Exercise task
Print the data exactly as it is given, please.

[Stored data entries]
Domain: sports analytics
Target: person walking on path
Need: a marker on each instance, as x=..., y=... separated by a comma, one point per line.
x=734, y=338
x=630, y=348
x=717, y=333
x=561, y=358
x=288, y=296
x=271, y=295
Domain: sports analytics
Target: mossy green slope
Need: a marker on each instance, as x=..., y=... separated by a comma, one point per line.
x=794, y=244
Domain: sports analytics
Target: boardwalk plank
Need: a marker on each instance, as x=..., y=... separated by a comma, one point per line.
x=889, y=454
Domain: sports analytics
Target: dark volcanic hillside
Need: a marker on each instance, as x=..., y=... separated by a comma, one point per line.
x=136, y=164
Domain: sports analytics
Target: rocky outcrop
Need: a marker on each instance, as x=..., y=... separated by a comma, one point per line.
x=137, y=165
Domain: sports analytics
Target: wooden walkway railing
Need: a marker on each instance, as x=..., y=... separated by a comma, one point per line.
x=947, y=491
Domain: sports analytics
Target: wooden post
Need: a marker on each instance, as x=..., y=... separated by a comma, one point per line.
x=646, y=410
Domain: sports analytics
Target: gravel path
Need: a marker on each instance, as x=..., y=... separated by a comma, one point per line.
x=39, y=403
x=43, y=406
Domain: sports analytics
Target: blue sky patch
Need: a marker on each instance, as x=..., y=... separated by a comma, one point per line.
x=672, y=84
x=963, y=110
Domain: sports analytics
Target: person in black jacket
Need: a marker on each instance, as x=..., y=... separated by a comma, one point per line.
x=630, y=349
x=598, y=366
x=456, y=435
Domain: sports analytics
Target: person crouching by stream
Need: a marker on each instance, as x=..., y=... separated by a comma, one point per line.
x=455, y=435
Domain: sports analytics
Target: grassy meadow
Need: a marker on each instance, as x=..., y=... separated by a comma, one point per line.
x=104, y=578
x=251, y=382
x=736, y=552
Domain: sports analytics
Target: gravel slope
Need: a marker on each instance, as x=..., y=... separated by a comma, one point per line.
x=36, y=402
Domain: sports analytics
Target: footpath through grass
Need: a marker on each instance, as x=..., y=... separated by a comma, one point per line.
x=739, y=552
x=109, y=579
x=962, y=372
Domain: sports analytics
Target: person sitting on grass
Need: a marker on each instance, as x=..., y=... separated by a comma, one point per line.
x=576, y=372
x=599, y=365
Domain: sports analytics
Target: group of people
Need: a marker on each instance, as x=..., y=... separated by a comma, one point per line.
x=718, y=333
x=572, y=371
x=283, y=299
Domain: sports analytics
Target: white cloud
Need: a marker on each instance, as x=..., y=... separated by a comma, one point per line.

Written reply
Domain: sports analytics
Target: person walking on path
Need: a marker on each instance, as x=..., y=... separated by a comma, one point per line.
x=734, y=338
x=630, y=348
x=717, y=333
x=561, y=358
x=288, y=296
x=271, y=295
Domain: sports analytics
Target: mossy green slope
Need: a marker on each instance, as x=..., y=... separated by a comma, one point per line.
x=794, y=244
Domain: sports analytics
Target: boardwalk plank
Need: a marker on each instance, as x=..., y=... separated by a comma, one point per line.
x=889, y=454
Domain: sports analytics
Target: dark volcanic hillside
Need: a marker on each instance, as x=..., y=... separated by a comma, one point per line.
x=136, y=164
Domain: sports analytics
Target: rocky outcrop
Need: a marker on each instance, as x=..., y=... separated by a comma, one point per line.
x=137, y=165
Domain: sports analytics
Target: wooden walkway railing
Need: a marker on each instance, as x=..., y=... separated by a comma, one point per line.
x=947, y=491
Domain: sports analytics
Target: wooden post
Need: a marker on each instance, as x=..., y=... separated by a comma, one point per line.
x=646, y=410
Domain: sports analytics
Target: gravel path
Need: a marker on each instance, as x=..., y=... separated by a comma, one point per line.
x=39, y=403
x=43, y=406
Domain: sports analytics
Target: blue sky patch
Need: a marker on each instance, as x=..., y=... separated by a comma, one point per line.
x=672, y=84
x=963, y=110
Domain: sports analytics
Target: person in black jacket
Need: a marker on each instance, as x=..., y=... separated by a comma, one point per line.
x=630, y=349
x=598, y=366
x=456, y=435
Domain: sports analytics
Target: person crouching by stream
Need: a marker on each instance, as x=..., y=... separated by a comma, one point per line.
x=455, y=435
Domain: sports analytics
Target: grassy meadow
Need: a marker on each instance, as x=..., y=... separated by a comma, one point per line.
x=104, y=578
x=251, y=382
x=736, y=552
Domain: sports analytics
Target: gravel slope
Need: a marker on each instance, as x=..., y=... separated by a comma, one point per line.
x=36, y=402
Domain: sports analytics
Target: footpath through grass
Need: a marker on each instance, as x=..., y=... separated by a comma, one point per line.
x=739, y=552
x=109, y=579
x=962, y=372
Domain: sports analytics
Target: person sitting on grass
Need: a marker on each instance, as x=..., y=... separated by a comma, one point per line.
x=576, y=372
x=599, y=365
Domain: sports analytics
Target: group of people
Need: a marker on each instance, as x=..., y=... separated by a comma, one point per line.
x=718, y=333
x=572, y=371
x=283, y=299
Domain: sports analytics
Target: white cloud
Need: a marker on each instance, as x=..., y=... separated by a comma, one point per line.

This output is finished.